**EXTRACTED TEXT:**
[start]
I am still wondering how do I persist Image as Blob objects from GWT
to Datastore via Objectify. You mentioned about the Blob class defined
in the SVN, but how do we use it?

> On Fri, Feb 5, 2010 at 2:55 PM, Matt Quail <spudb...@gmail.com> wrote:
> > I think it would be useful if you could *ask* Objectify to autconvert
> > byte[] as Blob, but should we do it automatically? You can query
> > against the individual values of a Collection<Byte>, but not a Blob.
>
> > Is there a lesson there for how we autoconvert large Strings to Text?
> > Should we never autoconvert indexable String/byte[] fields to
> > Text/Blob -- only convert them for @UnIndexed perhaps?
>
> > I'm not sure if we should autoconvert byte[] to Blob. But I think it
> > would always be okay on load to convert Blob to byte[].
[end]
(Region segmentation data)
[start]
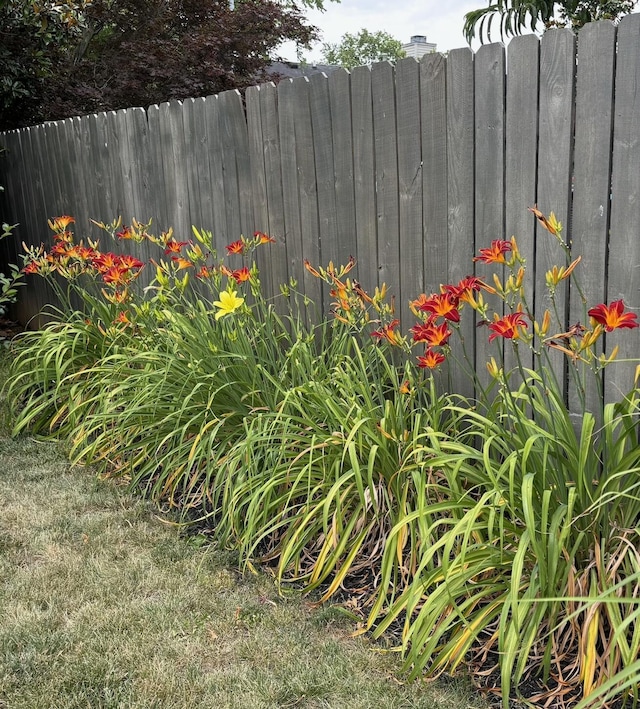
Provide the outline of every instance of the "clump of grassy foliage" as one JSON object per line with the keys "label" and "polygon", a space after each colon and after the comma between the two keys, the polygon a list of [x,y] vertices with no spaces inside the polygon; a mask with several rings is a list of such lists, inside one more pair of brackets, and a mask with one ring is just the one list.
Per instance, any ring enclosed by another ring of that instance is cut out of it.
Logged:
{"label": "clump of grassy foliage", "polygon": [[[534,212],[565,248],[555,218]],[[536,319],[524,297],[515,239],[497,240],[475,259],[498,265],[493,285],[470,276],[420,295],[409,340],[386,289],[349,279],[352,262],[307,264],[334,298],[316,326],[293,284],[286,316],[265,300],[250,261],[264,234],[227,247],[244,259],[232,269],[207,232],[177,242],[101,225],[168,257],[142,289],[142,262],[76,243],[70,223],[51,223],[56,246],[28,269],[62,276],[83,307],[60,291],[58,322],[17,345],[16,432],[70,438],[75,461],[206,519],[242,563],[323,599],[347,592],[376,637],[402,627],[412,677],[494,663],[505,706],[534,682],[534,701],[556,706],[638,704],[637,379],[616,403],[587,404],[616,357],[604,332],[637,327],[622,301],[585,305],[588,328],[558,317],[551,334],[554,314]],[[547,274],[554,305],[579,263],[564,258]],[[488,378],[470,370],[473,401],[431,376],[463,351],[449,342],[465,310],[499,360]]]}
{"label": "clump of grassy foliage", "polygon": [[241,575],[235,553],[181,535],[57,443],[3,428],[0,470],[2,706],[486,706],[464,682],[397,681],[395,653],[351,637],[336,608]]}

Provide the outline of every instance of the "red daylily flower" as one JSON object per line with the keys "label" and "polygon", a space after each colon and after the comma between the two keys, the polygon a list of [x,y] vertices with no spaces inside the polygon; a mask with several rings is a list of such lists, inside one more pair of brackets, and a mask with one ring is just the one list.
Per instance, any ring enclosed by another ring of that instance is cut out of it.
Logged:
{"label": "red daylily flower", "polygon": [[489,342],[492,342],[496,337],[504,337],[508,340],[517,340],[520,337],[520,327],[528,327],[526,320],[524,319],[524,313],[520,311],[516,313],[510,313],[502,318],[494,315],[495,321],[489,323],[489,329],[491,334],[489,335]]}
{"label": "red daylily flower", "polygon": [[198,270],[198,273],[196,273],[196,278],[211,278],[213,276],[213,269],[209,268],[208,266],[201,266],[200,269]]}
{"label": "red daylily flower", "polygon": [[75,256],[80,261],[92,261],[96,257],[95,249],[90,246],[74,246],[69,249],[69,255]]}
{"label": "red daylily flower", "polygon": [[251,278],[251,271],[244,266],[243,268],[239,268],[236,271],[232,271],[231,276],[235,279],[236,283],[243,283],[244,281],[248,281]]}
{"label": "red daylily flower", "polygon": [[420,310],[420,308],[429,300],[425,293],[420,293],[420,295],[409,303],[409,306],[414,310]]}
{"label": "red daylily flower", "polygon": [[98,254],[93,259],[93,265],[99,273],[106,273],[110,268],[120,266],[120,257],[114,253]]}
{"label": "red daylily flower", "polygon": [[187,246],[188,243],[188,241],[175,241],[174,239],[170,239],[165,244],[164,252],[165,254],[179,254],[180,251],[182,251],[182,247]]}
{"label": "red daylily flower", "polygon": [[604,326],[607,332],[622,327],[638,327],[638,323],[636,322],[637,315],[635,313],[625,313],[622,300],[614,300],[609,306],[600,303],[600,305],[596,305],[595,308],[591,308],[588,315],[597,323]]}
{"label": "red daylily flower", "polygon": [[436,325],[433,321],[414,325],[409,332],[413,333],[415,342],[426,342],[430,347],[446,345],[451,337],[451,330],[446,322]]}
{"label": "red daylily flower", "polygon": [[244,253],[244,242],[242,241],[242,239],[238,239],[238,241],[233,241],[226,248],[227,248],[227,253],[229,255],[242,254],[242,253]]}
{"label": "red daylily flower", "polygon": [[69,255],[69,245],[67,242],[59,241],[51,247],[51,254],[54,256],[68,256]]}
{"label": "red daylily flower", "polygon": [[131,269],[131,268],[142,268],[143,266],[144,266],[144,262],[140,261],[140,259],[137,259],[135,256],[132,256],[131,254],[125,254],[124,256],[120,257],[120,268]]}
{"label": "red daylily flower", "polygon": [[112,266],[102,273],[102,280],[112,285],[126,285],[131,280],[131,275],[126,268]]}
{"label": "red daylily flower", "polygon": [[194,264],[187,260],[186,258],[182,258],[182,256],[172,256],[171,260],[174,263],[178,264],[178,271],[182,270],[183,268],[193,268]]}
{"label": "red daylily flower", "polygon": [[36,261],[29,261],[29,263],[22,269],[22,273],[39,273],[40,266]]}
{"label": "red daylily flower", "polygon": [[54,217],[49,220],[49,227],[52,231],[65,231],[69,224],[75,224],[76,220],[66,214],[61,217]]}
{"label": "red daylily flower", "polygon": [[270,236],[261,231],[256,231],[254,233],[254,238],[258,240],[259,244],[275,244],[276,240],[272,239]]}
{"label": "red daylily flower", "polygon": [[448,284],[442,286],[445,293],[451,293],[458,300],[470,303],[473,301],[472,294],[476,291],[486,290],[487,293],[495,293],[496,289],[488,286],[484,281],[476,276],[466,276],[457,286]]}
{"label": "red daylily flower", "polygon": [[423,356],[418,357],[418,367],[422,367],[422,369],[435,369],[441,365],[444,360],[445,356],[441,352],[436,352],[429,347]]}
{"label": "red daylily flower", "polygon": [[451,293],[434,293],[424,300],[418,310],[432,313],[434,317],[443,317],[451,322],[460,322],[458,298]]}
{"label": "red daylily flower", "polygon": [[510,241],[503,239],[494,239],[488,249],[480,249],[480,256],[474,256],[474,261],[482,261],[483,263],[506,263],[504,255],[511,251],[512,245]]}

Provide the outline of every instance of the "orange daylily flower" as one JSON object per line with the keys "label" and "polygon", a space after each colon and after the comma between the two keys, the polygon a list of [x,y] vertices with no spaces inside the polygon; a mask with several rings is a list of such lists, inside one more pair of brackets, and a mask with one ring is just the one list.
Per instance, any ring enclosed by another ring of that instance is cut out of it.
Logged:
{"label": "orange daylily flower", "polygon": [[422,367],[423,369],[435,369],[441,365],[444,360],[445,356],[441,352],[436,352],[429,347],[424,355],[418,357],[418,367]]}
{"label": "orange daylily flower", "polygon": [[99,273],[106,273],[110,268],[120,266],[120,257],[111,252],[98,254],[92,263]]}
{"label": "orange daylily flower", "polygon": [[431,313],[434,317],[460,322],[458,298],[448,292],[430,295],[418,309],[425,313]]}
{"label": "orange daylily flower", "polygon": [[495,321],[489,323],[489,329],[492,331],[489,335],[489,342],[496,339],[496,337],[504,337],[508,340],[517,340],[520,337],[521,327],[529,327],[524,319],[524,313],[520,311],[515,313],[510,313],[502,318],[498,317],[496,313],[494,315]]}
{"label": "orange daylily flower", "polygon": [[172,256],[171,260],[178,264],[178,271],[183,268],[193,268],[193,263],[188,261],[186,258],[182,258],[182,256]]}
{"label": "orange daylily flower", "polygon": [[545,217],[544,214],[538,209],[537,204],[534,204],[533,207],[529,207],[529,211],[533,213],[540,225],[543,226],[550,234],[558,236],[561,225],[553,212],[551,212],[549,218],[547,219],[547,217]]}
{"label": "orange daylily flower", "polygon": [[182,251],[183,246],[188,246],[188,241],[176,241],[175,239],[169,239],[164,245],[165,254],[179,254]]}
{"label": "orange daylily flower", "polygon": [[451,337],[451,330],[446,322],[436,325],[431,320],[428,323],[414,325],[409,332],[413,333],[414,342],[426,342],[430,347],[446,345]]}
{"label": "orange daylily flower", "polygon": [[137,259],[135,256],[132,256],[131,254],[124,254],[124,256],[120,257],[120,268],[131,269],[131,268],[142,268],[143,266],[144,266],[144,262],[140,261],[140,259]]}
{"label": "orange daylily flower", "polygon": [[102,273],[102,280],[112,285],[126,285],[131,280],[131,274],[125,268],[112,266]]}
{"label": "orange daylily flower", "polygon": [[238,239],[237,241],[233,241],[232,243],[227,245],[226,249],[227,249],[227,253],[229,255],[242,254],[242,253],[244,253],[244,241],[242,241],[242,239]]}
{"label": "orange daylily flower", "polygon": [[40,265],[37,261],[29,261],[29,263],[22,269],[22,273],[39,273]]}
{"label": "orange daylily flower", "polygon": [[512,250],[513,246],[510,241],[503,239],[494,239],[488,249],[480,249],[480,255],[474,256],[474,261],[482,261],[483,263],[506,263],[504,255]]}
{"label": "orange daylily flower", "polygon": [[276,240],[272,239],[270,236],[262,231],[256,231],[253,234],[254,238],[258,240],[259,244],[275,244]]}
{"label": "orange daylily flower", "polygon": [[623,327],[638,327],[636,322],[637,315],[635,313],[625,313],[622,300],[614,300],[609,306],[600,303],[595,308],[591,308],[588,315],[597,323],[603,325],[607,332]]}
{"label": "orange daylily flower", "polygon": [[236,271],[232,271],[231,276],[235,279],[236,283],[243,283],[244,281],[248,281],[251,278],[251,271],[244,266],[243,268],[239,268]]}
{"label": "orange daylily flower", "polygon": [[208,266],[201,266],[198,273],[196,273],[196,278],[211,278],[213,276],[213,269]]}
{"label": "orange daylily flower", "polygon": [[65,231],[69,224],[75,224],[76,220],[66,214],[61,217],[49,219],[49,227],[52,231]]}

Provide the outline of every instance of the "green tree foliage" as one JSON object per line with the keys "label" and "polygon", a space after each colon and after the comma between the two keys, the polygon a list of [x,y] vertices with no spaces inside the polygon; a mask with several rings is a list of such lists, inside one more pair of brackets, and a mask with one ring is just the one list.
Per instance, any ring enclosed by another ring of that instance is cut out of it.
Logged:
{"label": "green tree foliage", "polygon": [[536,31],[543,27],[580,29],[596,20],[617,21],[630,13],[637,0],[489,0],[487,7],[468,12],[464,18],[464,35],[468,42],[476,37],[481,42],[492,40],[492,30],[499,26],[500,38]]}
{"label": "green tree foliage", "polygon": [[323,44],[322,56],[327,64],[339,64],[345,69],[353,69],[373,62],[402,59],[405,52],[402,43],[388,32],[362,29],[358,34],[347,32],[336,44]]}
{"label": "green tree foliage", "polygon": [[324,0],[0,0],[0,130],[260,81]]}

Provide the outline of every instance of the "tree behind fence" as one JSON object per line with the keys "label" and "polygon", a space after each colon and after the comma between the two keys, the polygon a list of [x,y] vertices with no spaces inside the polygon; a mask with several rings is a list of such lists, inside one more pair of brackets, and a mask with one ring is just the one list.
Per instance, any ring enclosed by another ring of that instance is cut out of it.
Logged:
{"label": "tree behind fence", "polygon": [[[457,49],[253,87],[246,105],[231,91],[5,133],[3,219],[32,244],[49,243],[47,218],[63,213],[78,232],[121,215],[185,240],[194,224],[221,251],[264,231],[278,240],[262,264],[267,292],[295,278],[324,311],[328,295],[303,260],[353,255],[365,288],[386,282],[396,293],[406,329],[409,300],[469,275],[478,248],[511,235],[541,314],[545,272],[561,254],[527,211],[537,203],[582,255],[589,306],[624,298],[637,312],[640,15],[587,25],[579,38],[552,30],[508,51]],[[576,292],[559,296],[567,325],[583,317]],[[22,319],[47,297],[32,284]],[[486,331],[467,318],[463,334],[483,372]],[[640,353],[639,330],[607,340]],[[635,363],[610,371],[606,396],[616,399]]]}

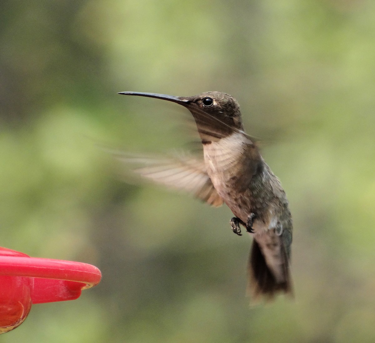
[end]
**EXERCISE SET:**
[1] Translate this sentence from the Objectify thread into Spanish: "You can query against the individual values of a Collection<Byte>, but not a Blob."
[2] Print the portion of the Objectify thread between "I am still wondering" and "not a Blob.", inclusive.
[3] List every sentence in the Objectify thread that ends with a question mark.
The listing is separate material and has no connection to the Objectify thread.

**RESULTS FOR EACH TASK:**
[1] Puedes hacer consultas sobre los valores individuales de una Collection<Byte>, pero no sobre un Blob.

[2]
I am still wondering how do I persist Image as Blob objects from GWT
to Datastore via Objectify. You mentioned about the Blob class defined
in the SVN, but how do we use it?

> On Fri, Feb 5, 2010 at 2:55 PM, Matt Quail <spudb...@gmail.com> wrote:
> > I think it would be useful if you could *ask* Objectify to autconvert
> > byte[] as Blob, but should we do it automatically? You can query
> > against the individual values of a Collection<Byte>, but not a Blob.

[3]
1. You mentioned about the Blob class defined in the SVN, but how do we use it?
2. I think it would be useful if you could *ask* Objectify to autconvert byte[] as Blob, but should we do it automatically?
3. Is there a lesson there for how we autoconvert large Strings to Text?
4. Should we never autoconvert indexable String/byte[] fields to Text/Blob -- only convert them for @UnIndexed perhaps?